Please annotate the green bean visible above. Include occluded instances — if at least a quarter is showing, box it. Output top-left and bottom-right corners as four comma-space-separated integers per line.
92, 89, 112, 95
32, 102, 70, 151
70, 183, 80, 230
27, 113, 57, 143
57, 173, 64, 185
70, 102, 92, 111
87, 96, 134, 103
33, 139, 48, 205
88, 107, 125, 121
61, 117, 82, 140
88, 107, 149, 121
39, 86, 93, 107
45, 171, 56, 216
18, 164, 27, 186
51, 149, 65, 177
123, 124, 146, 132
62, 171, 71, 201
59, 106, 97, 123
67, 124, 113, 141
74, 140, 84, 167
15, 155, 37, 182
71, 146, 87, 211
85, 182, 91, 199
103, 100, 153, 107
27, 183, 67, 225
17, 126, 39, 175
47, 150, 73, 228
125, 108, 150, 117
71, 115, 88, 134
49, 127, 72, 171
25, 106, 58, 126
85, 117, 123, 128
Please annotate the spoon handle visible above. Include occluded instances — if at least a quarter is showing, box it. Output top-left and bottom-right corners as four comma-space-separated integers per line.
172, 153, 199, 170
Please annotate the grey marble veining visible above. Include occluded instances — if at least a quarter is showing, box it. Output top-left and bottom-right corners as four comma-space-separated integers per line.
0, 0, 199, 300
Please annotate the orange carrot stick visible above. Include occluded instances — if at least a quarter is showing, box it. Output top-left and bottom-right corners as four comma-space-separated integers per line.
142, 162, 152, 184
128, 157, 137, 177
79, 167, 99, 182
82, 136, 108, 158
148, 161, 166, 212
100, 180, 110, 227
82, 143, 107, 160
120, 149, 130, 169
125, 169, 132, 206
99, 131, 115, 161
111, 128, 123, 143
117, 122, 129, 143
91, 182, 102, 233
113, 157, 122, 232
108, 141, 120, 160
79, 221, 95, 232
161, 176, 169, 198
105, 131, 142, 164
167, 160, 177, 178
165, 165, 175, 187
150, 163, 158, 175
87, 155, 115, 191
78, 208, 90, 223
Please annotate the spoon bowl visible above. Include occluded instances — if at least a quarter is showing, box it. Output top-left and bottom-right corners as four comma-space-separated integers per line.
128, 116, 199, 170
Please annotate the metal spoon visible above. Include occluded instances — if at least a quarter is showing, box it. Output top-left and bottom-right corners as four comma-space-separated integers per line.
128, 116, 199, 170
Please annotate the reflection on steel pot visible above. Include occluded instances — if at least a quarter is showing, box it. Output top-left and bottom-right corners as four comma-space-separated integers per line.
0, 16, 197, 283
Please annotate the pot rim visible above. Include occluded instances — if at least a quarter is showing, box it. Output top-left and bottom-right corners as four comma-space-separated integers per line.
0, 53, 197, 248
------------
Copy the lines above verbatim, in their original order.

Please annotate the green bean visible above. Include occluded instances — if at least a quarter is showing, box it. Output top-left and bottom-right corners as four comma-space-separated integers per line.
92, 89, 112, 95
32, 102, 70, 151
70, 183, 80, 230
27, 113, 57, 143
57, 173, 64, 185
70, 102, 92, 111
87, 96, 134, 103
33, 139, 48, 205
88, 107, 125, 121
61, 117, 82, 140
88, 107, 149, 121
39, 86, 93, 107
45, 171, 56, 216
18, 164, 27, 186
51, 149, 65, 177
123, 124, 146, 132
62, 171, 71, 201
59, 106, 97, 123
67, 124, 113, 141
74, 140, 84, 167
15, 155, 37, 182
71, 146, 87, 211
85, 182, 91, 199
103, 100, 153, 107
27, 183, 67, 225
17, 126, 39, 175
47, 150, 73, 228
125, 108, 150, 117
71, 115, 88, 134
49, 127, 72, 171
25, 106, 58, 126
85, 117, 123, 128
Please annotate the spoon handle visible above. Include occluded instances — if at least a quarter is showing, box it. Output top-left and bottom-right corners as four comma-space-separated integers per line.
172, 153, 199, 170
Please annotate the grey marble veining visible above. Include occluded instances — if at least a quarter is showing, box it. Output top-left and bottom-right corners as four comma-space-separated integers per line.
0, 0, 199, 300
Please annotate the orange carrot stick visible above. Include occluded instances — if at least a quarter is showing, box it. Output top-left and bottom-right corners as four comma-space-separated integers per line.
142, 162, 152, 184
128, 157, 137, 177
79, 167, 99, 182
82, 136, 108, 158
148, 161, 166, 212
100, 180, 110, 227
82, 143, 107, 160
120, 149, 130, 169
125, 169, 132, 206
99, 131, 115, 161
111, 128, 123, 143
117, 122, 129, 143
91, 182, 102, 233
113, 157, 122, 232
108, 141, 120, 160
79, 221, 95, 232
161, 176, 169, 198
105, 131, 142, 164
167, 160, 177, 178
165, 165, 175, 187
150, 163, 158, 175
87, 155, 115, 191
78, 208, 90, 223
Please annotate the spoon bowl visible above. Include occluded instances — if at least a quarter is showing, box it. Output top-left and bottom-right corners as four comma-space-separated integers per line.
128, 116, 199, 170
Please annotate the metal spoon visible above. Include occluded instances — if at least a quarter is showing, box it. Output top-left and bottom-right corners as four comma-space-separated integers per line.
128, 116, 199, 170
Please annotate the reflection on steel pot visible above. Include occluded instances — if at least a quarter is showing, box it. Output top-left and bottom-right corners as four comma-space-separated integers per line.
0, 16, 197, 283
Please annotate the pot rim visible above. Include occluded instances — if at least a quarter is showing, box it. Output top-left and bottom-right corners as four comma-space-separated integers per line.
0, 53, 197, 248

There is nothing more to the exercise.